Segment Start: STORED DATA

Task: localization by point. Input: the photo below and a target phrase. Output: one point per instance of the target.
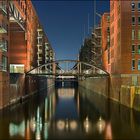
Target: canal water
(68, 112)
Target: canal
(69, 112)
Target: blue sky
(66, 23)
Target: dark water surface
(69, 113)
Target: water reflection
(67, 112)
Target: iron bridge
(67, 68)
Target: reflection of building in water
(17, 129)
(66, 92)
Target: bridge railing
(62, 67)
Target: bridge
(66, 69)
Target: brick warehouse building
(20, 52)
(122, 58)
(105, 41)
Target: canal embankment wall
(114, 88)
(23, 87)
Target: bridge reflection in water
(68, 112)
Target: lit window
(133, 48)
(133, 6)
(16, 68)
(139, 6)
(4, 63)
(108, 30)
(139, 35)
(139, 64)
(108, 57)
(133, 34)
(138, 49)
(133, 64)
(139, 20)
(108, 18)
(133, 20)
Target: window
(139, 6)
(108, 30)
(138, 34)
(133, 6)
(133, 48)
(4, 63)
(139, 64)
(139, 20)
(108, 19)
(133, 20)
(138, 49)
(133, 64)
(108, 56)
(16, 68)
(133, 34)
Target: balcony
(3, 45)
(3, 27)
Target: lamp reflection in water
(15, 129)
(87, 125)
(100, 125)
(73, 125)
(66, 93)
(108, 132)
(67, 125)
(60, 125)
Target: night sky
(66, 23)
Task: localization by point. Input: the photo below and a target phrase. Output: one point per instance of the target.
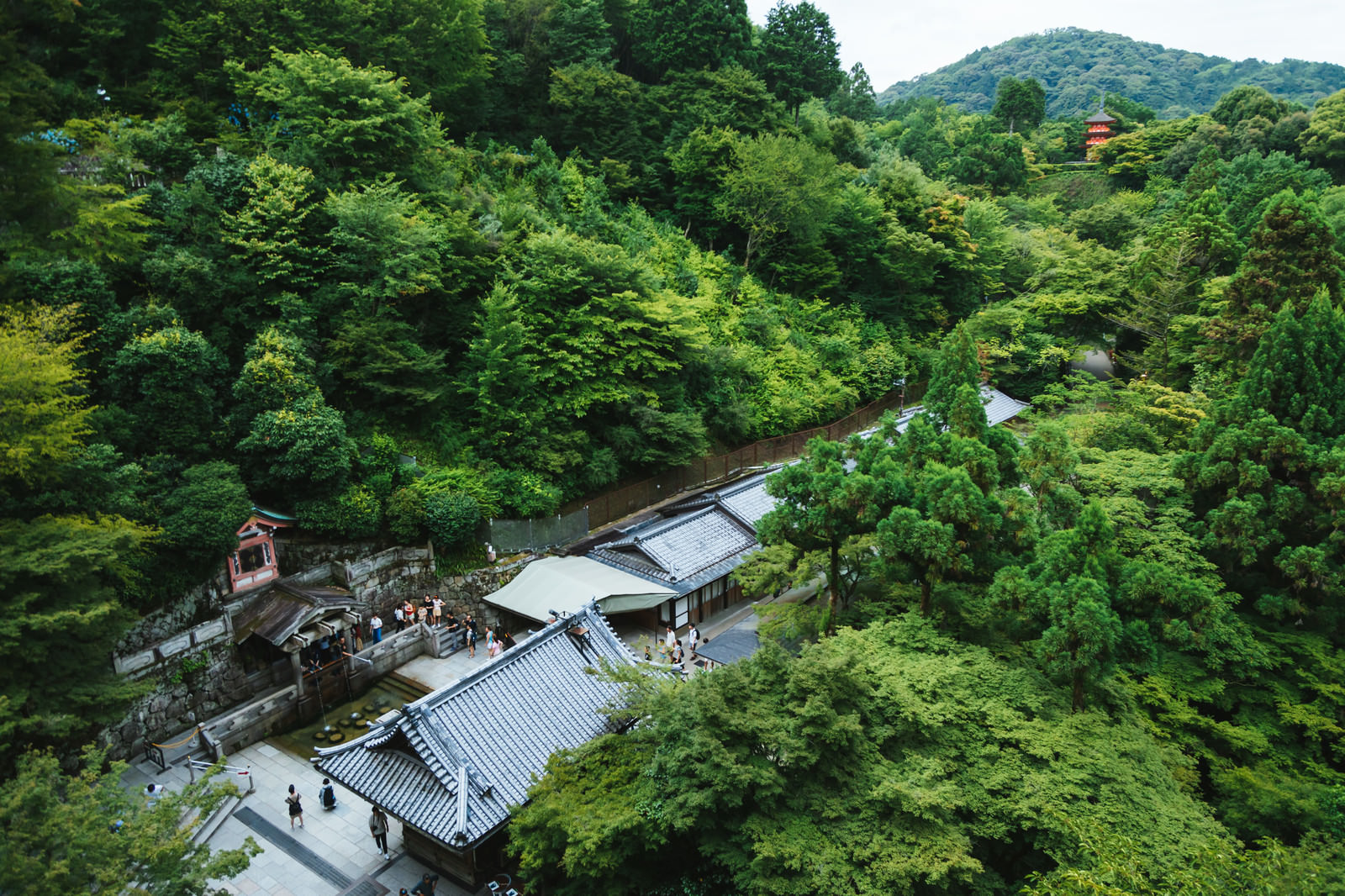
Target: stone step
(208, 829)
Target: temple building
(451, 764)
(255, 560)
(1100, 128)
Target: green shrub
(525, 494)
(354, 513)
(451, 517)
(407, 515)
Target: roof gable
(452, 762)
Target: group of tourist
(672, 646)
(378, 828)
(434, 613)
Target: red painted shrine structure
(255, 560)
(1100, 129)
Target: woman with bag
(378, 828)
(296, 810)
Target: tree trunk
(831, 584)
(1079, 690)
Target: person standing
(378, 828)
(427, 885)
(470, 625)
(296, 809)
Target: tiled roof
(1001, 407)
(475, 744)
(282, 609)
(678, 549)
(708, 535)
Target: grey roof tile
(497, 727)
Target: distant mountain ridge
(1078, 66)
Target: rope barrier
(181, 741)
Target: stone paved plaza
(334, 855)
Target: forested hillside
(264, 253)
(1078, 67)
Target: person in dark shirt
(427, 885)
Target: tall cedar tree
(799, 54)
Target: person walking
(378, 828)
(296, 809)
(427, 885)
(327, 795)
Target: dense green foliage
(398, 268)
(107, 838)
(1079, 66)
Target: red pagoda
(1100, 128)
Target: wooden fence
(636, 497)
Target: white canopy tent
(565, 584)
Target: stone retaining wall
(198, 672)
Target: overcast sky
(899, 40)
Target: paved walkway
(334, 855)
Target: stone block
(134, 662)
(175, 645)
(214, 629)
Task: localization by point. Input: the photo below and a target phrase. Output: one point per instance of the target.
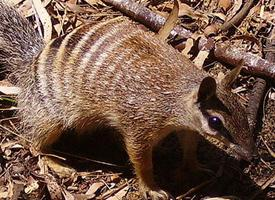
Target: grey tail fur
(19, 43)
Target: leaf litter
(27, 174)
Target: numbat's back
(115, 73)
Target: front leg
(140, 153)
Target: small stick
(194, 189)
(229, 54)
(145, 16)
(255, 99)
(236, 20)
(254, 63)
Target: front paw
(156, 194)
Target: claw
(157, 195)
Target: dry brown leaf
(31, 186)
(225, 4)
(170, 23)
(95, 2)
(45, 19)
(43, 167)
(67, 195)
(54, 189)
(17, 189)
(14, 2)
(235, 8)
(94, 188)
(212, 29)
(188, 46)
(61, 170)
(120, 194)
(199, 60)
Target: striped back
(113, 62)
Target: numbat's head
(222, 118)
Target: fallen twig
(236, 20)
(255, 99)
(254, 64)
(229, 54)
(145, 16)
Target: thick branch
(145, 16)
(229, 54)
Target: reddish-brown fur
(117, 74)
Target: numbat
(117, 74)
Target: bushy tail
(19, 42)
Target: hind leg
(45, 134)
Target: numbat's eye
(215, 123)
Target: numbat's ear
(207, 89)
(232, 76)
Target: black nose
(255, 157)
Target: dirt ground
(96, 165)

Segment End: STORED DATA

**REQUIRED WORK:** Set each line of the records down again exactly as it reads. Omit the pictures.

**RESPONSE TO THE EXERCISE:**
Task: localization by point. Input: the photo below and a target phrase. Output: one point per instance of the target.
Target: canal water
(68, 112)
Target: canal
(69, 112)
Target: blue sky
(66, 23)
Target: dark water surface
(69, 113)
Target: water reflection
(67, 112)
Target: iron bridge
(67, 68)
Target: reflection of building in water
(17, 129)
(66, 92)
Target: bridge railing
(62, 67)
Target: bridge
(66, 69)
Target: brick warehouse building
(20, 52)
(122, 58)
(105, 41)
Target: canal embankment wall
(114, 88)
(23, 87)
Target: bridge reflection in water
(68, 112)
Target: lit window
(133, 48)
(133, 6)
(16, 68)
(139, 6)
(4, 63)
(108, 30)
(139, 35)
(139, 64)
(108, 57)
(133, 34)
(138, 49)
(133, 64)
(139, 20)
(108, 18)
(133, 20)
Target: window
(139, 6)
(108, 30)
(138, 34)
(133, 6)
(133, 48)
(4, 63)
(139, 64)
(139, 20)
(108, 19)
(133, 20)
(138, 49)
(133, 64)
(108, 56)
(16, 68)
(133, 34)
Target: balcony
(3, 45)
(3, 27)
Target: lamp reflection in water
(15, 129)
(87, 125)
(100, 125)
(73, 125)
(66, 93)
(108, 132)
(67, 125)
(60, 125)
Target: night sky
(66, 23)
Task: localization by point. Input: the photo below and a target phrase. Output: one point per instance of the target.
Target: stone step
(208, 829)
Target: temple building
(451, 764)
(255, 560)
(1100, 128)
Target: green shrub
(525, 494)
(354, 513)
(451, 517)
(407, 515)
Target: roof gable
(452, 762)
Target: group of tourist
(672, 646)
(378, 828)
(434, 613)
Target: red painted shrine structure
(255, 560)
(1100, 129)
Target: woman with bag
(378, 828)
(296, 810)
Target: tree trunk
(831, 584)
(1079, 690)
Target: person standing
(378, 828)
(427, 885)
(470, 625)
(296, 809)
Target: tiled roof
(1001, 407)
(475, 744)
(282, 609)
(678, 549)
(708, 535)
Target: grey roof tile
(497, 727)
Target: distant mountain ridge
(1078, 66)
Target: rope barrier
(181, 741)
Target: stone paved plaza
(334, 855)
Target: forested hillside
(264, 253)
(1078, 67)
Target: person in dark shirt
(427, 885)
Target: tall cedar tree
(799, 54)
Target: person walking
(378, 828)
(296, 809)
(427, 885)
(327, 795)
Target: dense green foliage
(398, 268)
(107, 838)
(1079, 66)
Target: red pagoda
(1100, 128)
Target: wooden fence
(636, 497)
Target: white canopy tent
(565, 584)
Target: stone retaining wall
(198, 672)
Target: overcast sky
(899, 40)
Target: paved walkway
(334, 855)
Target: stone block
(134, 662)
(175, 645)
(214, 629)
Task: localization by point. Input: the photo below and a target phrase. Output: one point per instance of the target.
Target: grey tail fur
(19, 43)
Target: leaf litter
(27, 174)
Target: numbat's back
(115, 73)
Target: front leg
(140, 153)
Target: small stick
(194, 189)
(229, 54)
(145, 16)
(255, 99)
(236, 20)
(254, 63)
Target: front paw
(156, 194)
Target: claw
(157, 195)
Target: dry brown leaf
(31, 186)
(225, 4)
(170, 23)
(95, 2)
(45, 19)
(43, 167)
(67, 195)
(54, 189)
(17, 189)
(14, 2)
(235, 8)
(94, 188)
(212, 29)
(188, 46)
(61, 170)
(120, 194)
(199, 60)
Target: striped back
(113, 62)
Target: numbat's head
(222, 118)
Target: fallen twig
(236, 20)
(255, 99)
(254, 64)
(229, 54)
(145, 16)
Target: thick branch
(145, 16)
(229, 54)
Target: reddish-brown fur
(117, 74)
Target: numbat
(117, 74)
Target: bushy tail
(19, 42)
Target: hind leg
(45, 134)
Target: numbat's eye
(215, 123)
Target: numbat's ear
(207, 89)
(232, 76)
Target: black nose
(255, 157)
Target: dirt ground
(96, 165)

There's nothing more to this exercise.